Goal of the exercise
Copy the records word for word, starting with their first line and stopping after the line that contains "(1021, 166)".

— Start Input for this task —

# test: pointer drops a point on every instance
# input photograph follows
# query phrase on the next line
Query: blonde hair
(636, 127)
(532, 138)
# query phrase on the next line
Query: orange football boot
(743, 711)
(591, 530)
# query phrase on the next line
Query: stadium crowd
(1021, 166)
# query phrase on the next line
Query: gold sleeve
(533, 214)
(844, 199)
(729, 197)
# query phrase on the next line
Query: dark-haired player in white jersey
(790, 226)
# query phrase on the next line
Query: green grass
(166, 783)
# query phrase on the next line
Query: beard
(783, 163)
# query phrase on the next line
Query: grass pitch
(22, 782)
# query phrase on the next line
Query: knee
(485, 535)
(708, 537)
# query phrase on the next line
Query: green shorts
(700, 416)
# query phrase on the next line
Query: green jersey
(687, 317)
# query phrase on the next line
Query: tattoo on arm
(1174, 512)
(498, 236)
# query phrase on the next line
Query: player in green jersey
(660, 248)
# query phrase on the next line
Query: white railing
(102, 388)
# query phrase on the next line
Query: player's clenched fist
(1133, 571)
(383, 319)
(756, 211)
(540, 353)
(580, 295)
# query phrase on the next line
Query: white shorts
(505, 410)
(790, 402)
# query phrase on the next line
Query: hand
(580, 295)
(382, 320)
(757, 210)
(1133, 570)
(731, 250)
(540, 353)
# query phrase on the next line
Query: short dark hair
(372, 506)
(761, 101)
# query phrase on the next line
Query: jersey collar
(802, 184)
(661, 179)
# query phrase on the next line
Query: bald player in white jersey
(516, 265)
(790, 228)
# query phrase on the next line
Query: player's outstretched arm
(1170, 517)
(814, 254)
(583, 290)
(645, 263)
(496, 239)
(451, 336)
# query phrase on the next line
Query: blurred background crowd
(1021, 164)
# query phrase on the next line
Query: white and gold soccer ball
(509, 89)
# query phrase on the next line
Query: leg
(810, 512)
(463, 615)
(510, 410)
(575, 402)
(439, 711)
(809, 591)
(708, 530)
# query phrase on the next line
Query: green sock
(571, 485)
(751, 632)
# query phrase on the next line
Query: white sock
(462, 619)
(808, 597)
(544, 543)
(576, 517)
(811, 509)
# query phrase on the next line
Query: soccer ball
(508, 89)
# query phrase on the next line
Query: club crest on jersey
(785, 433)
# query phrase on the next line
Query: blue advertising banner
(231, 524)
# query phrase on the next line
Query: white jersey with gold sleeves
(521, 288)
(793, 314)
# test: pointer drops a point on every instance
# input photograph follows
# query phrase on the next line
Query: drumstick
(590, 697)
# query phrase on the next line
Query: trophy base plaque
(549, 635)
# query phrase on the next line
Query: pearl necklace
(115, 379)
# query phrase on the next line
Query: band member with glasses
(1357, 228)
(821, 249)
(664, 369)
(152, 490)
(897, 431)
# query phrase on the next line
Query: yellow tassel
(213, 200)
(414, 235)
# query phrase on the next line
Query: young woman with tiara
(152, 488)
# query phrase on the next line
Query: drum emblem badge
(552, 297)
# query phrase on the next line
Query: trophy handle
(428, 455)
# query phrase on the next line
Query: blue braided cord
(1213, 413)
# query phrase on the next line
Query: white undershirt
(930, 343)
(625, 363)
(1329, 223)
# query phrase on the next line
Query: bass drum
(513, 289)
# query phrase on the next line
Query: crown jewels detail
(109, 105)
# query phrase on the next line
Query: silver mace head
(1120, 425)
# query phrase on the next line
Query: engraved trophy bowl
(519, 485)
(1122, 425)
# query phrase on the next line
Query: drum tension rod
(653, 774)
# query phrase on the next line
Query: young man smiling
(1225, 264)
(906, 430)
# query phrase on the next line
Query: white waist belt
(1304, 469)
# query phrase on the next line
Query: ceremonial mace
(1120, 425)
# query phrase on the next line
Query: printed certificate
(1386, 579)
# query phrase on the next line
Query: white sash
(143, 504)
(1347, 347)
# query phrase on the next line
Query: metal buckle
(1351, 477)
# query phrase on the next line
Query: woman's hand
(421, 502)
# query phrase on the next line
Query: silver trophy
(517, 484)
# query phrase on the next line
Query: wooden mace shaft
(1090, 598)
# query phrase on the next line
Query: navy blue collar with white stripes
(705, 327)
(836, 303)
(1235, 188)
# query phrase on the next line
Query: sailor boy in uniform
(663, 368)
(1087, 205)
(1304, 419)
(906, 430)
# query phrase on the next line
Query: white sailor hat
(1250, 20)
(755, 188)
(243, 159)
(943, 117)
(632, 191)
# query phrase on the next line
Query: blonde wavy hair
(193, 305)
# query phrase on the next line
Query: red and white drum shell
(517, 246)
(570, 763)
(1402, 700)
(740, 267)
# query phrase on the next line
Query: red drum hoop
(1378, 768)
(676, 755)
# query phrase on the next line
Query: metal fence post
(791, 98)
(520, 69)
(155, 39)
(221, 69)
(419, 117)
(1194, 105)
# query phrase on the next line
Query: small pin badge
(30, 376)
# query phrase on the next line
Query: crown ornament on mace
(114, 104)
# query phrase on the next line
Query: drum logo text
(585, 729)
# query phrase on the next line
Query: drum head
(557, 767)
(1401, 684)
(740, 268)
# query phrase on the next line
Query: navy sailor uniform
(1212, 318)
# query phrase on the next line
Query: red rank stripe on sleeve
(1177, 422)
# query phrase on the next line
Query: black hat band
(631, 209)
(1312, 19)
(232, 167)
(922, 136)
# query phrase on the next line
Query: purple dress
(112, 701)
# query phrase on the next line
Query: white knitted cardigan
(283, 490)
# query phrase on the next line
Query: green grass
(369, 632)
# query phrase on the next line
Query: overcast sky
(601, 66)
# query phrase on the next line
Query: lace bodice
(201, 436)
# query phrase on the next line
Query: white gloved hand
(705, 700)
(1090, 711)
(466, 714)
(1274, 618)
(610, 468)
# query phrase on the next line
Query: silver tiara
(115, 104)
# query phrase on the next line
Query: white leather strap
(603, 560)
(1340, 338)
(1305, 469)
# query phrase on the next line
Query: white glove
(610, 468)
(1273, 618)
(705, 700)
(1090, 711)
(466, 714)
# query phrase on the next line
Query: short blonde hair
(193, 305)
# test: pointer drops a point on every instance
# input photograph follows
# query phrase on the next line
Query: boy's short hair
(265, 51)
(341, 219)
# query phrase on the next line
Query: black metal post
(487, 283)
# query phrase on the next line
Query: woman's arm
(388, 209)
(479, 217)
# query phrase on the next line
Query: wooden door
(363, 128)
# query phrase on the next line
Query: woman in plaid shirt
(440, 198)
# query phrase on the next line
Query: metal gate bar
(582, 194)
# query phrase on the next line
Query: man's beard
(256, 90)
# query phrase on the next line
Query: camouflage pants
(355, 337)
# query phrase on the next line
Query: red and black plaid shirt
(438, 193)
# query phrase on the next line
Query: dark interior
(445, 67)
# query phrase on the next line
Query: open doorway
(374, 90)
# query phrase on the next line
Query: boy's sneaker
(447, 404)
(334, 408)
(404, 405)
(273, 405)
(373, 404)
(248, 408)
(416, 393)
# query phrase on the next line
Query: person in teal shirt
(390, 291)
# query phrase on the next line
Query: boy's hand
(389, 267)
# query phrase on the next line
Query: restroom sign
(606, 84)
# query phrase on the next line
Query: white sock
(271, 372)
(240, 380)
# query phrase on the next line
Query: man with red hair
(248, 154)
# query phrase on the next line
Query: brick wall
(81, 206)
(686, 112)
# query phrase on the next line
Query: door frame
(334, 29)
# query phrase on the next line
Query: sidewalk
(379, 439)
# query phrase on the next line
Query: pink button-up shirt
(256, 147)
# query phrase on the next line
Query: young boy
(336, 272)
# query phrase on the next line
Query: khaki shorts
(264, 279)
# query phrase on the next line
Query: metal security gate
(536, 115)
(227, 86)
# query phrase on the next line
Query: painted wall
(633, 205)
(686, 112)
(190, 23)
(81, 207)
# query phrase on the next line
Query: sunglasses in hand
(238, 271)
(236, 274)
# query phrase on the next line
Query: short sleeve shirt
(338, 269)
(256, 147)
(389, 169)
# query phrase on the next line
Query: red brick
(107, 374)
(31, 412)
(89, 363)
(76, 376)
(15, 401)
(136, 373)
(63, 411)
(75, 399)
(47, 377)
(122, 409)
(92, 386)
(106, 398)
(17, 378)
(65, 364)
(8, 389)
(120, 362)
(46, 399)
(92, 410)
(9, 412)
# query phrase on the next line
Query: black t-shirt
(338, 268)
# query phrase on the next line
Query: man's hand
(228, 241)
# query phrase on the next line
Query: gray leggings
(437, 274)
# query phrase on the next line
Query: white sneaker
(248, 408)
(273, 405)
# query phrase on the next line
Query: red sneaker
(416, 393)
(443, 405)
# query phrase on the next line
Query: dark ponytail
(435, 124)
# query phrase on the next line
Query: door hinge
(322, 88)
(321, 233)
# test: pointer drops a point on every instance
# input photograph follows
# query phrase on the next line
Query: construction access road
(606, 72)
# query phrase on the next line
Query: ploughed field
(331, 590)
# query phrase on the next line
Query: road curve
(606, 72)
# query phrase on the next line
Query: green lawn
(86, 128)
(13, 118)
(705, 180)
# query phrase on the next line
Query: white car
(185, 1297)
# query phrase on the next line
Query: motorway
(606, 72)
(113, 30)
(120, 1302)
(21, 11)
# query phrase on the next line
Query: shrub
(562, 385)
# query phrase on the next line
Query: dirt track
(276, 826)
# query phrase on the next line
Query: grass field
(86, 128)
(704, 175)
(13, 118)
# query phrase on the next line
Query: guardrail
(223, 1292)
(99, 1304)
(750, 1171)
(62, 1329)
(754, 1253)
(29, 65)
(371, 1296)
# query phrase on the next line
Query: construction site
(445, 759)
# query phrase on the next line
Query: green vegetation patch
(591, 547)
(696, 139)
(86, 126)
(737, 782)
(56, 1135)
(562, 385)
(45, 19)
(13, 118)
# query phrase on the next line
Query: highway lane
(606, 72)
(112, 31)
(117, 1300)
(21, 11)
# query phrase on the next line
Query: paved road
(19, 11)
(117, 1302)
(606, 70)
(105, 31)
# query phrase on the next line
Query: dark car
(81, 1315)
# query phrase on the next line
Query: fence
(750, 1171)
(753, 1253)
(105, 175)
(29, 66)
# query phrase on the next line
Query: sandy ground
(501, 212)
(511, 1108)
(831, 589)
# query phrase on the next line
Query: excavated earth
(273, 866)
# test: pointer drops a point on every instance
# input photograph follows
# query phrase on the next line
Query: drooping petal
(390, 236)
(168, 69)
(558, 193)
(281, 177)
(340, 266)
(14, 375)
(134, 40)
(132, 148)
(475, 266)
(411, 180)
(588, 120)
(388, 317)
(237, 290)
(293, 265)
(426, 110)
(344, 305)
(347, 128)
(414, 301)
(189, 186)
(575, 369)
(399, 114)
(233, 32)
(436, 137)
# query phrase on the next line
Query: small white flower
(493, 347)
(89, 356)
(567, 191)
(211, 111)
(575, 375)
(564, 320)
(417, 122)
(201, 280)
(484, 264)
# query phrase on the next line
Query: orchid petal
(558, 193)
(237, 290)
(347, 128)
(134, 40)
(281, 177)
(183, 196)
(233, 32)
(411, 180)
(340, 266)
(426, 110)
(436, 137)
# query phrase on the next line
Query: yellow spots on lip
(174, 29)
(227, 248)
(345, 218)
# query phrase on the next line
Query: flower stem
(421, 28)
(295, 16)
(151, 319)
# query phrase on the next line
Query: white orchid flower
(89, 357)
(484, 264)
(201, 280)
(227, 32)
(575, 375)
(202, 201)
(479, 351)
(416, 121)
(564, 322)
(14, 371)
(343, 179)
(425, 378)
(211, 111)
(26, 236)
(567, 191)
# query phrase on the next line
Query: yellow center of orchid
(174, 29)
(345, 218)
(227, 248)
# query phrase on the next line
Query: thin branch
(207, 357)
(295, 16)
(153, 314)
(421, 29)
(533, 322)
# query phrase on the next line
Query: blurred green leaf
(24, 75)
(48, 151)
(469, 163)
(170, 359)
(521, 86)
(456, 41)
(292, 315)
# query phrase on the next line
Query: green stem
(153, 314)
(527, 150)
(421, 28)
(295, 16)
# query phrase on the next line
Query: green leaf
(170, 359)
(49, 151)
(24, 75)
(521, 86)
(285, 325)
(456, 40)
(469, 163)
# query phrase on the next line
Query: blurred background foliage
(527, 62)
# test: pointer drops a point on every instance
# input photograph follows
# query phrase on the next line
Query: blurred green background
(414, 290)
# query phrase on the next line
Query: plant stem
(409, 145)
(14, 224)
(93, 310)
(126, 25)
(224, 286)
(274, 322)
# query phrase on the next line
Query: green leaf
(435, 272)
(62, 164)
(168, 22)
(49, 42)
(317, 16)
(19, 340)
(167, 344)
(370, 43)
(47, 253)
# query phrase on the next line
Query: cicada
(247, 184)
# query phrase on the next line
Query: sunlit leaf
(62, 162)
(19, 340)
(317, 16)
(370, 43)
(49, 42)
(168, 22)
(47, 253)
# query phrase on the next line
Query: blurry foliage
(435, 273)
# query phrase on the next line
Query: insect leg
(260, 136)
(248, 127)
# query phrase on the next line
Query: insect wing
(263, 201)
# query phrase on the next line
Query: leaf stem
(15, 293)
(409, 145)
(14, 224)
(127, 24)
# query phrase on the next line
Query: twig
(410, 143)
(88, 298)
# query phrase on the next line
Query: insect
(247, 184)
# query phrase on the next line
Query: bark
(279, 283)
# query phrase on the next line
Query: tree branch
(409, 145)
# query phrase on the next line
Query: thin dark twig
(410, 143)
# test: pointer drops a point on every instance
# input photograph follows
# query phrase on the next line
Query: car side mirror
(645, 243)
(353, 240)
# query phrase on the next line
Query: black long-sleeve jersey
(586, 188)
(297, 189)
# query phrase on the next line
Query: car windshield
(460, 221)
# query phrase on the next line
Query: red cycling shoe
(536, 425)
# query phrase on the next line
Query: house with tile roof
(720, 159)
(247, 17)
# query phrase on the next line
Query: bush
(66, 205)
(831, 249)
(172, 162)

— End Input for this task —

Reply
# test: pointer drops a point on every instance
# input photograph follows
# query phrase on the next line
Query: blonde hair
(636, 127)
(532, 138)
# query phrase on the next line
Query: orange football boot
(743, 711)
(591, 530)
# query phrase on the next line
Query: stadium crowd
(1021, 166)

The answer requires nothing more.